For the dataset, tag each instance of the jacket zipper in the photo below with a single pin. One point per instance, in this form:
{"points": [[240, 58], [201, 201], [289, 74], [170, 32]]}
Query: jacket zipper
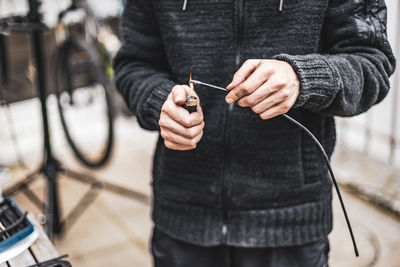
{"points": [[227, 137]]}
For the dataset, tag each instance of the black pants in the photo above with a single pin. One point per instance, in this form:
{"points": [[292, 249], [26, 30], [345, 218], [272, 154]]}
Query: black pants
{"points": [[170, 252]]}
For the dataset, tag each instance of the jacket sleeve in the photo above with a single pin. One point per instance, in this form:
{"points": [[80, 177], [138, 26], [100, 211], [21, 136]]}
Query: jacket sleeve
{"points": [[141, 68], [351, 73]]}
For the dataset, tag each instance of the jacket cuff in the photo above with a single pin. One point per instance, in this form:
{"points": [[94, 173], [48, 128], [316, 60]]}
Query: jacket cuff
{"points": [[149, 113], [319, 81]]}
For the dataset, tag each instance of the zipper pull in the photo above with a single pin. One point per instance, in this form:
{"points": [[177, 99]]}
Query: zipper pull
{"points": [[184, 5]]}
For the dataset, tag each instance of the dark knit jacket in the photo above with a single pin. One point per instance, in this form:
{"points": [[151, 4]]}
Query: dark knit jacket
{"points": [[251, 182]]}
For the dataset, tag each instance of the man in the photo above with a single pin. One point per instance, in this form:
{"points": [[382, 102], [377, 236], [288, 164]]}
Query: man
{"points": [[235, 184]]}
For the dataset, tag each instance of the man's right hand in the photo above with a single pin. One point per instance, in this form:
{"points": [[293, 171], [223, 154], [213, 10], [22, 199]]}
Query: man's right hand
{"points": [[180, 129]]}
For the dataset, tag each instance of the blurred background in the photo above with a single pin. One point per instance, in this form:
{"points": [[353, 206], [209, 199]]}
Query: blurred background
{"points": [[93, 133]]}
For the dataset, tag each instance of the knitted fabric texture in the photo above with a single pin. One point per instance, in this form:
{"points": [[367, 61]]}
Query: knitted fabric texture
{"points": [[251, 182]]}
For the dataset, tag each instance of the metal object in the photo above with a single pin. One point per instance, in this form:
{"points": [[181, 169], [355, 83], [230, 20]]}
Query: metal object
{"points": [[326, 158], [191, 104], [208, 85]]}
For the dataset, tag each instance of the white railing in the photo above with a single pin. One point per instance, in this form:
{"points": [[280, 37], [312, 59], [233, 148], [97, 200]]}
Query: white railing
{"points": [[376, 133]]}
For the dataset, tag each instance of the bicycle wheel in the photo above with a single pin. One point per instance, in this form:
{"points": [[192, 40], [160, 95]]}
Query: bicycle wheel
{"points": [[84, 102]]}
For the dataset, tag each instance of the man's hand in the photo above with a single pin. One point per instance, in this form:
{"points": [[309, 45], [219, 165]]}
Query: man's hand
{"points": [[180, 129], [269, 87]]}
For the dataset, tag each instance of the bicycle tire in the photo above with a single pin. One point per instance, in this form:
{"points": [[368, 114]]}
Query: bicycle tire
{"points": [[63, 83]]}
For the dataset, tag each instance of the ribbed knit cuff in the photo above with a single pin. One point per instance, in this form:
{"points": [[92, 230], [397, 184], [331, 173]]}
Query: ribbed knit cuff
{"points": [[149, 113], [319, 81]]}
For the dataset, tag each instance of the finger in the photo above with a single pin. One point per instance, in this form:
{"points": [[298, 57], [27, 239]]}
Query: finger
{"points": [[257, 96], [175, 127], [174, 146], [181, 115], [244, 71], [179, 94], [274, 111], [179, 139], [251, 84], [266, 104]]}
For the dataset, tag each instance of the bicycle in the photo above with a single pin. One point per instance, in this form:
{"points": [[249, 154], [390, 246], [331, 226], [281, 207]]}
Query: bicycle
{"points": [[83, 75]]}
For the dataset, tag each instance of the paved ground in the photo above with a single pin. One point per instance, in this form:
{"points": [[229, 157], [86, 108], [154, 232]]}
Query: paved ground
{"points": [[115, 230]]}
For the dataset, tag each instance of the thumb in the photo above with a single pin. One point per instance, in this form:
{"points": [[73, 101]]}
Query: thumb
{"points": [[179, 95]]}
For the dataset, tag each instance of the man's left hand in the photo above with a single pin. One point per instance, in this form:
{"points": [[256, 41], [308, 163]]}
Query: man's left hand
{"points": [[269, 87]]}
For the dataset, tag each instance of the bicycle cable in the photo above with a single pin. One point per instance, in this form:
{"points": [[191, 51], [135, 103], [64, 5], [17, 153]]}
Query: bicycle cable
{"points": [[325, 156]]}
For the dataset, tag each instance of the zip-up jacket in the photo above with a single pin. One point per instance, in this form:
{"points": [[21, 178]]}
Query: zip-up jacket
{"points": [[251, 182]]}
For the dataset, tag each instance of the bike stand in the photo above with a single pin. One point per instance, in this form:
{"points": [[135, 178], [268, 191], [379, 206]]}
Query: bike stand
{"points": [[51, 167]]}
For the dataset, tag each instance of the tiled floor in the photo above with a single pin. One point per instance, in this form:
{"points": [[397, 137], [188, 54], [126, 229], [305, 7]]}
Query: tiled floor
{"points": [[114, 230]]}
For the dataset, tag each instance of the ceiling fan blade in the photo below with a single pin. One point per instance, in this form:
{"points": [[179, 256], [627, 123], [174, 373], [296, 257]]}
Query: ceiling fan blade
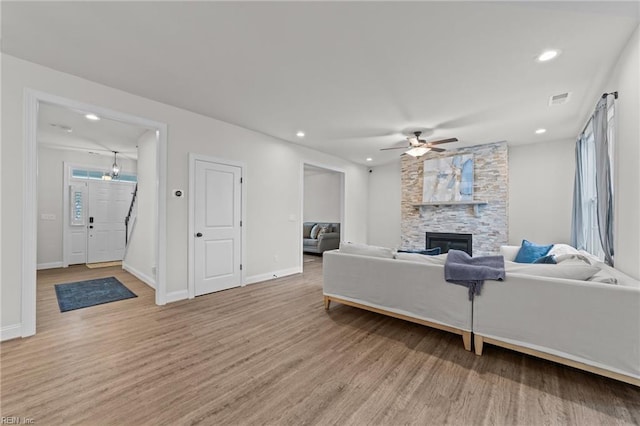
{"points": [[443, 141], [397, 147]]}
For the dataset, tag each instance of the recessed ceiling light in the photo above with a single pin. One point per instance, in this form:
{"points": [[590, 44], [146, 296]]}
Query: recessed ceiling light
{"points": [[548, 55]]}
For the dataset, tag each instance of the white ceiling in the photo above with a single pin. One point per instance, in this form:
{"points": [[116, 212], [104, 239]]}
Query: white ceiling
{"points": [[100, 137], [354, 76]]}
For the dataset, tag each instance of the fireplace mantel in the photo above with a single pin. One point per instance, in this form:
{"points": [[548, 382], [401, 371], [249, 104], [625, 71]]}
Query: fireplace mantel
{"points": [[475, 203]]}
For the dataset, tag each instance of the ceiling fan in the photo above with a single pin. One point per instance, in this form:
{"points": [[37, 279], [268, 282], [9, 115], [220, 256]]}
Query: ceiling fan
{"points": [[418, 147]]}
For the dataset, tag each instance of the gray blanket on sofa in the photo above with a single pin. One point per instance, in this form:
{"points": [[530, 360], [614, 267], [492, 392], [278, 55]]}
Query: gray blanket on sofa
{"points": [[462, 269]]}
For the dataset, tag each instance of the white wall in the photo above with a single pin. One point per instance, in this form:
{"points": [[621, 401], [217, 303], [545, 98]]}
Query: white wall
{"points": [[140, 258], [322, 191], [626, 80], [541, 192], [385, 197], [273, 177], [50, 196]]}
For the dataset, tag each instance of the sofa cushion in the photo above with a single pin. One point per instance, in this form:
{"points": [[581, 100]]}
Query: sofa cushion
{"points": [[509, 252], [439, 259], [367, 250], [309, 242], [323, 229], [306, 230], [529, 252], [428, 252], [314, 231], [546, 259], [569, 270], [560, 249]]}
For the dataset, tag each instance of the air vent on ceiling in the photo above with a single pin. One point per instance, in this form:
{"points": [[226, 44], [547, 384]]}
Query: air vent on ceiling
{"points": [[560, 99]]}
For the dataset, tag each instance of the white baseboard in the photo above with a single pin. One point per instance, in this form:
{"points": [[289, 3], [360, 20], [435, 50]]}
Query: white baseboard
{"points": [[175, 296], [10, 332], [272, 275], [49, 265], [139, 275]]}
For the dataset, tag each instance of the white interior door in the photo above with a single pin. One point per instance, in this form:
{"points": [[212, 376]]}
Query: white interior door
{"points": [[108, 206], [76, 224], [217, 227]]}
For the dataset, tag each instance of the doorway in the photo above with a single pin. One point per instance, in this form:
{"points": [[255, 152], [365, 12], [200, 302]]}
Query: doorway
{"points": [[322, 198], [216, 217], [34, 101]]}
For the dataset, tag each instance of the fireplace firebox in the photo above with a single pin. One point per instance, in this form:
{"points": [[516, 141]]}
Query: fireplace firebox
{"points": [[447, 241]]}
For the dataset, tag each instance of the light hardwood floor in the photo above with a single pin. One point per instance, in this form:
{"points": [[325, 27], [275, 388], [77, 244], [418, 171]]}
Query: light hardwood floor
{"points": [[268, 353]]}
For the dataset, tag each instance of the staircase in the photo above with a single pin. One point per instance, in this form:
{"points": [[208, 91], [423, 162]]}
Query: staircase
{"points": [[131, 216]]}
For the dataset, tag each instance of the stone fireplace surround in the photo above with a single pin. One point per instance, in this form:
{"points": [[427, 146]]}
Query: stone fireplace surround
{"points": [[491, 184]]}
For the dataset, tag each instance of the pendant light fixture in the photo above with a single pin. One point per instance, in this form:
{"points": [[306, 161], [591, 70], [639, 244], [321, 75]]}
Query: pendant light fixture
{"points": [[115, 169]]}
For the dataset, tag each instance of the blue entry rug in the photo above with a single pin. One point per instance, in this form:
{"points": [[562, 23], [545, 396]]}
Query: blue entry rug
{"points": [[90, 293]]}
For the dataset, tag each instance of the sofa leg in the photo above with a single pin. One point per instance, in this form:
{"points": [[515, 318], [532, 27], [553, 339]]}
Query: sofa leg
{"points": [[466, 340], [478, 342]]}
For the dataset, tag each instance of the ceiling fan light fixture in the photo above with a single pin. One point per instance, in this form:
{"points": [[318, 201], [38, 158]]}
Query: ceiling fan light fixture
{"points": [[548, 55], [417, 151]]}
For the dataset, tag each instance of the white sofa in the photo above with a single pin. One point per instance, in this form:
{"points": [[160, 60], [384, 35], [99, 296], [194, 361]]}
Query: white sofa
{"points": [[408, 290], [588, 325]]}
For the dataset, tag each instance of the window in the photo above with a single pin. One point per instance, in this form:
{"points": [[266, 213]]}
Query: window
{"points": [[589, 197]]}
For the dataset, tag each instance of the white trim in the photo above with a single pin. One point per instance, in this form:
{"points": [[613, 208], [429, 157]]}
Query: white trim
{"points": [[10, 332], [193, 157], [139, 275], [29, 211], [29, 195], [176, 296], [50, 265], [272, 275], [343, 183]]}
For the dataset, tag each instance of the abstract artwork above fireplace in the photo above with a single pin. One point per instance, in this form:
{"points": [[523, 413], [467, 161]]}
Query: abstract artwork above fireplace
{"points": [[448, 179]]}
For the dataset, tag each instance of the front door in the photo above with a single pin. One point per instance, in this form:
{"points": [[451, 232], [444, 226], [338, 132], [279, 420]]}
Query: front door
{"points": [[217, 226], [108, 206]]}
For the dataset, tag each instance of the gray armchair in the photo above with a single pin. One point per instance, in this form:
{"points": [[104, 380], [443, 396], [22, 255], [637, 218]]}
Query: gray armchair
{"points": [[329, 239]]}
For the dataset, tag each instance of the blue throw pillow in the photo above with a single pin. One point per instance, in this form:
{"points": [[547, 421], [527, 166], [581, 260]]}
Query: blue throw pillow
{"points": [[428, 252], [529, 252], [550, 258]]}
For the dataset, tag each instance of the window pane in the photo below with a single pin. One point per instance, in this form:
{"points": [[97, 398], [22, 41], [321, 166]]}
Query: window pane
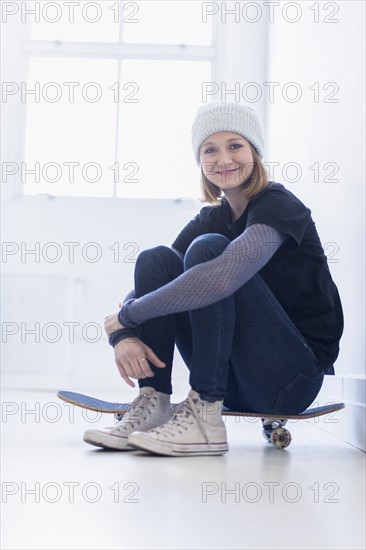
{"points": [[81, 21], [67, 123], [155, 153], [162, 22]]}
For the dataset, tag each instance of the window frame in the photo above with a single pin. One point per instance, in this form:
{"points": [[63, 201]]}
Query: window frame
{"points": [[118, 51]]}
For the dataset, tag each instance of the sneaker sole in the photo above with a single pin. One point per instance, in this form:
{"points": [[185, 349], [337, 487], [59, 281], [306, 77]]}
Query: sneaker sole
{"points": [[106, 442], [145, 443]]}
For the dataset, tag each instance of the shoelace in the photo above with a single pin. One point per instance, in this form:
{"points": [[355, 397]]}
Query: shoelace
{"points": [[138, 406], [182, 419]]}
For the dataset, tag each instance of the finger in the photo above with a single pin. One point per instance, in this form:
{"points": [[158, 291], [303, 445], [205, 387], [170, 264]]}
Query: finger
{"points": [[124, 373], [154, 358], [126, 379], [136, 370], [145, 367]]}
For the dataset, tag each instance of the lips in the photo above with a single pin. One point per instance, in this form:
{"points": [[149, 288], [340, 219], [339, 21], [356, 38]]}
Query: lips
{"points": [[224, 172]]}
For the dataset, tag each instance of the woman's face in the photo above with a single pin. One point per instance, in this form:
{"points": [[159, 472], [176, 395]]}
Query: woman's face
{"points": [[226, 159]]}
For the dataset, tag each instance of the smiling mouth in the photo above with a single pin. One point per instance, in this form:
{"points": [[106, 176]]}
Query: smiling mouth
{"points": [[228, 171]]}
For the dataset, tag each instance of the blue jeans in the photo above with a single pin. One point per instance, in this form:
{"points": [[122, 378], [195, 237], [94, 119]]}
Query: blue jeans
{"points": [[243, 349]]}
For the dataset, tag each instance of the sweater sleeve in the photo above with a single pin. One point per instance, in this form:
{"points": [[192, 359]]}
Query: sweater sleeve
{"points": [[208, 282]]}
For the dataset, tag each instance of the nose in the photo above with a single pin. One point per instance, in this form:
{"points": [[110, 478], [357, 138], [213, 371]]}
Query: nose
{"points": [[224, 158]]}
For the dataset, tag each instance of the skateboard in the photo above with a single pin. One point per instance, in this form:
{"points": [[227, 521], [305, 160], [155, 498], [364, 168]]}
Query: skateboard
{"points": [[273, 424]]}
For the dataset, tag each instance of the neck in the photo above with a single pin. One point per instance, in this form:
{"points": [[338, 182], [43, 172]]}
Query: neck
{"points": [[237, 202]]}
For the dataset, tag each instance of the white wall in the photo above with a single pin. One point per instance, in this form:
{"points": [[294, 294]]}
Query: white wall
{"points": [[307, 132], [304, 132]]}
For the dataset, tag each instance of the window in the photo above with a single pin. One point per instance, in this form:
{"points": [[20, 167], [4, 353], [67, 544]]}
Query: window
{"points": [[113, 88]]}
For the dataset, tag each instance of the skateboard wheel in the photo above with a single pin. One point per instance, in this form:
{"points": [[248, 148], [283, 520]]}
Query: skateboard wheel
{"points": [[280, 438]]}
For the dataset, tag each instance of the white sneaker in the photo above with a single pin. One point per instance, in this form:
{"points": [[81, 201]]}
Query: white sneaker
{"points": [[195, 429], [149, 410]]}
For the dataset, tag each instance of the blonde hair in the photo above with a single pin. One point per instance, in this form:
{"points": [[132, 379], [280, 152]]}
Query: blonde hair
{"points": [[256, 182]]}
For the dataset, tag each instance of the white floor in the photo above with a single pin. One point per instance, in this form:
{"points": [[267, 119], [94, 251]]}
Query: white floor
{"points": [[60, 493]]}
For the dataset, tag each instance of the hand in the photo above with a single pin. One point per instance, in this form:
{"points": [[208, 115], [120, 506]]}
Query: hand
{"points": [[131, 357], [111, 324]]}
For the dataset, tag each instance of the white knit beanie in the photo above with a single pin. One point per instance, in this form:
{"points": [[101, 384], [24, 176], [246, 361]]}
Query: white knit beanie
{"points": [[216, 116]]}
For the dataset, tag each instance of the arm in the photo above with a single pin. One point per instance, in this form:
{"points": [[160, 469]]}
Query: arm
{"points": [[204, 284]]}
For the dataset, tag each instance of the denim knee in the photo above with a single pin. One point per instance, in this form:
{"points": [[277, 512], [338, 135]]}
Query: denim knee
{"points": [[150, 255], [204, 248]]}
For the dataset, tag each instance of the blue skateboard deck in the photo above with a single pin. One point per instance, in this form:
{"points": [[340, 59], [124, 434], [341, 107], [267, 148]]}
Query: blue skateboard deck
{"points": [[274, 431], [99, 405]]}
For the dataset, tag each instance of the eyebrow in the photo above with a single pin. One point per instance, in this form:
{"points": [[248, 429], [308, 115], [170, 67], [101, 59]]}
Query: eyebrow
{"points": [[212, 143]]}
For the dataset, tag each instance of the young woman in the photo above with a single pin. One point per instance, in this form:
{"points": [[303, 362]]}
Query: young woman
{"points": [[244, 292]]}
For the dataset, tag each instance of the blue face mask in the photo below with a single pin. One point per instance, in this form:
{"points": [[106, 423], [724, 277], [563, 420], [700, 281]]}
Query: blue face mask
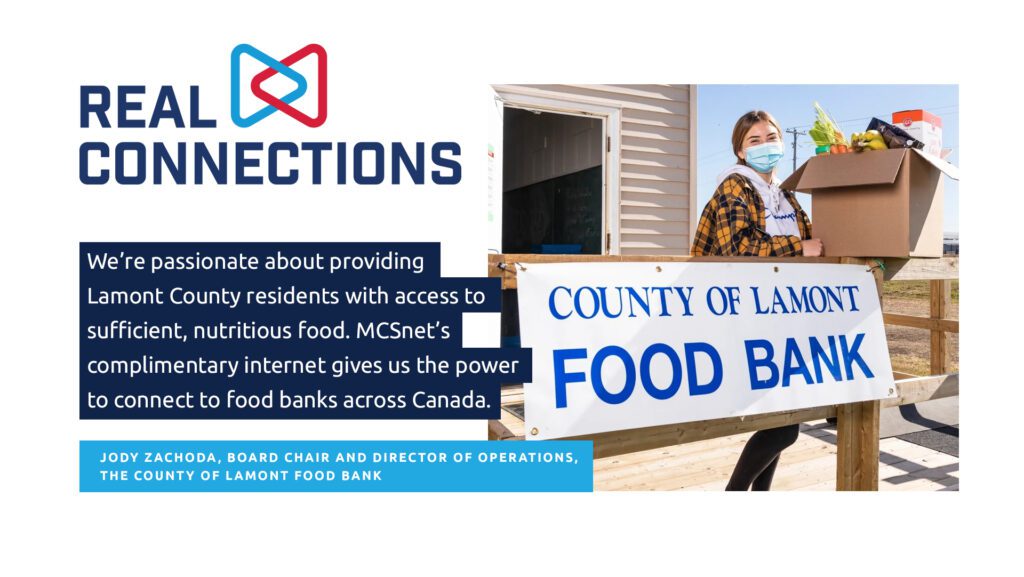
{"points": [[763, 158]]}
==========
### [What needs to be done]
Extract each line from the listing that holds the word "below".

### [Response box]
For the dataset, tag each instance of the jacket zipper in the photo below with a single pin. One point per instance, in this form:
For the dataset, tag each instance of the ceiling fan blade in the photo below with a single pin. One point per instance, in this form:
For the dataset, tag each instance of the window pane in the photo below with a single pin. One point per instance, in this form:
For the dataset, tag each instance of the blue face mask in the photo below with a single pin. One point per instance, in this form:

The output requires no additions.